Answer these about the multiprocessing thread:
1. What serial and parallel execution times does the poster report?
2. How many random numbers does the concurrency function generate, and between what bounds?
3. Which slice of rand_nos is passed to process p2?

Supplied passage
= = = = =

Why python multiprocessing takes more time than serial code? How to speedup this?

2.9k Views Asked by At

I was trying out the Python multiprocessing module. In the code below the serial execution time 0.09 seconds and the parallel execution time is 0.2 seconds. As I am getting no speedup, I think I might be going wrong somewhere

import multiprocessing as mp
from random import uniform, randrange
import time

# m = mp.Manager()
out_queue = mp.Queue()

def flop_no(rand_nos, a, b):
    cals = []
    for r in rand_nos:
        cals.append(r + a * b)
    return cals


def flop(val, a, b, out_queue):
    cals = []
    for v in val:
        cals.append(v + a * b)
    # print cals
    out_queue.put(cals)
    # print "Exec over"


def concurrency():
    # out_queue1 = mp.Queue()
    # out_queue2 = mp.Queue()
    a = 3.3
    b = 4.4
    rand_nos = [uniform(1, 4) for i in range(1000000)]
    print len(rand_nos)
    # for i in range(5):
    start_time = time.time()
    p1 = mp.Process(target=flop, args=(rand_nos[:250000], a, b, out_queue))
    p2 = mp.Process(target=flop, args=(rand_nos[250000:500000], a, b, out_queue))

= = = = =

Extracted entries
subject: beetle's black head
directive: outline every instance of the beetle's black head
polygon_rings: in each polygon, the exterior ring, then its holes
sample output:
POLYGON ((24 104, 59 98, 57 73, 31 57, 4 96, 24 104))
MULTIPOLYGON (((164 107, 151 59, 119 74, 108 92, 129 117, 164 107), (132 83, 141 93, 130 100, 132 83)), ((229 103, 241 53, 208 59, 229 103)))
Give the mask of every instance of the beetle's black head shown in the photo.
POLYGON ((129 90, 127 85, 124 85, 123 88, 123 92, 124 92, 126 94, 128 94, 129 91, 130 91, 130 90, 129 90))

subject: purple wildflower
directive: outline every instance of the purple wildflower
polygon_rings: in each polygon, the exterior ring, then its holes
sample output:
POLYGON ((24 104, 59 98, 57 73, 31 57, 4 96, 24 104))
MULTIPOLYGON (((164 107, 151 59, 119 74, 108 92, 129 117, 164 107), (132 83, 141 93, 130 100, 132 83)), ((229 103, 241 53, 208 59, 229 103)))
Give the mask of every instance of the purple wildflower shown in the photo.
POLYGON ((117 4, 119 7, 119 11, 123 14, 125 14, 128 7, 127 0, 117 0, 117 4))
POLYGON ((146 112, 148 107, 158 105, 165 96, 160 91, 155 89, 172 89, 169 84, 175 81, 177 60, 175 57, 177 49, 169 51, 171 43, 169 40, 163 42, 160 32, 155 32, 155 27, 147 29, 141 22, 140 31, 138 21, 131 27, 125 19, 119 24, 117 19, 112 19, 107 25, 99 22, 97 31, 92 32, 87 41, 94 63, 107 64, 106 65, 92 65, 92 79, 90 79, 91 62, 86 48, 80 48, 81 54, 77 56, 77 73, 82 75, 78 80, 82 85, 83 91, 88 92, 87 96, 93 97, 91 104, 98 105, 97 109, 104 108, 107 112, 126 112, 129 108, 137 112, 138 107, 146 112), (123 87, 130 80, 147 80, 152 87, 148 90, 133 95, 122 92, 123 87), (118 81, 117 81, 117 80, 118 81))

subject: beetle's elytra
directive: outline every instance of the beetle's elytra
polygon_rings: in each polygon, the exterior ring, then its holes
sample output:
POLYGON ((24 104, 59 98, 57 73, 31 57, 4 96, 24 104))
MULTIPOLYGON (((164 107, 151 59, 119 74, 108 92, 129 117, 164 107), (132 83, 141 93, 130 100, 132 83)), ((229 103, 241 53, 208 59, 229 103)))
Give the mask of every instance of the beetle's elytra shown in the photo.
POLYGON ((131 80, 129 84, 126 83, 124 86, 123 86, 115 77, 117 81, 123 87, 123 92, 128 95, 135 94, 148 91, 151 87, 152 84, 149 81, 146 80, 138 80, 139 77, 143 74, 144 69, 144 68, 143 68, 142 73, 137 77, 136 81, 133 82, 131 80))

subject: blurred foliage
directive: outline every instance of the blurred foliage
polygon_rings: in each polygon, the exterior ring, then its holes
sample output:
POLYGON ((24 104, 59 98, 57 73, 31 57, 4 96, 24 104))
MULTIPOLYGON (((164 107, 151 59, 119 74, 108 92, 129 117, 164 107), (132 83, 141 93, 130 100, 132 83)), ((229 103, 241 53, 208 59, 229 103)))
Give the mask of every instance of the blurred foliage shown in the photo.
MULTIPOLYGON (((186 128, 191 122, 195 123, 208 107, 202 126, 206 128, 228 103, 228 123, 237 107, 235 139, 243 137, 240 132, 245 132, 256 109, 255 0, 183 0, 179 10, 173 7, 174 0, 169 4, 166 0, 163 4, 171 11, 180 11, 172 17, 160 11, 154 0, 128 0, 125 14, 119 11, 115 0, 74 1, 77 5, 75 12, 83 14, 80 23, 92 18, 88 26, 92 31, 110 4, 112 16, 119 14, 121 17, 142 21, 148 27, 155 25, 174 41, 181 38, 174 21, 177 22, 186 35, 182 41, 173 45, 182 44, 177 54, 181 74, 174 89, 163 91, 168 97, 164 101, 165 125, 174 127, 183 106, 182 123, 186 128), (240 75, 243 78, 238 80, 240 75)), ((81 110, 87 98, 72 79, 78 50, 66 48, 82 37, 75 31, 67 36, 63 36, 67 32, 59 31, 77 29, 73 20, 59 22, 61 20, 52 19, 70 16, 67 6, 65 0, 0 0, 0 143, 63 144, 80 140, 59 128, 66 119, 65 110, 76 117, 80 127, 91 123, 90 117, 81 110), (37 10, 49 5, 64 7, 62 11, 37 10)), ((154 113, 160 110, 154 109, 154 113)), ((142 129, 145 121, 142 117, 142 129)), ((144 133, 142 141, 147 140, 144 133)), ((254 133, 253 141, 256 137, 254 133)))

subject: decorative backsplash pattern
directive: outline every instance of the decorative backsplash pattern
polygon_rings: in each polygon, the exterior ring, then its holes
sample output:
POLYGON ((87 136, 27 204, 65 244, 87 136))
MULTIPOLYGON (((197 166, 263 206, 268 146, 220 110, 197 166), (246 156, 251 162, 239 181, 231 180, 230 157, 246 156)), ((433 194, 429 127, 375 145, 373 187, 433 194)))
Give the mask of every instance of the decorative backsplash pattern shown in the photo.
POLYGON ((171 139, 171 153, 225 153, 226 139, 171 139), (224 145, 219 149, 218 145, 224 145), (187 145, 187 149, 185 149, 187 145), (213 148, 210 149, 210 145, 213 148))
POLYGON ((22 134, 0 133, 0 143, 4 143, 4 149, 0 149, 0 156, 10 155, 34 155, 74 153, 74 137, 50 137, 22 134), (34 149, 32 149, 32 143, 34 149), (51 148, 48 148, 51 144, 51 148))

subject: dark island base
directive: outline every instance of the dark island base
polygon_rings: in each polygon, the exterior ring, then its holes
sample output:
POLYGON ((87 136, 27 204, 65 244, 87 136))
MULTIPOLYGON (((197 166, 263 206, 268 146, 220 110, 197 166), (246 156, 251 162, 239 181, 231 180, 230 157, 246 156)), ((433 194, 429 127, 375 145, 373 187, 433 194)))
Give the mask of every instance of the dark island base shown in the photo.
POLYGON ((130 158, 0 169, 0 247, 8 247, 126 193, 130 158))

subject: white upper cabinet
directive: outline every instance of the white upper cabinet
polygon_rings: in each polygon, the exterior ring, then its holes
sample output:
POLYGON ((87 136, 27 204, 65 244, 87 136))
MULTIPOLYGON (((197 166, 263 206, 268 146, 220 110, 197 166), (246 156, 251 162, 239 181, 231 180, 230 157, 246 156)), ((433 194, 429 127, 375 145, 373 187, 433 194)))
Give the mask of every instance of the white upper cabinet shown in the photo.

= = = = =

Full solution
1. Serial: 0.09 seconds. Parallel: 0.2 seconds.
2. It generates 1,000,000 numbers with uniform(1, 4).
3. rand_nos[250000:500000]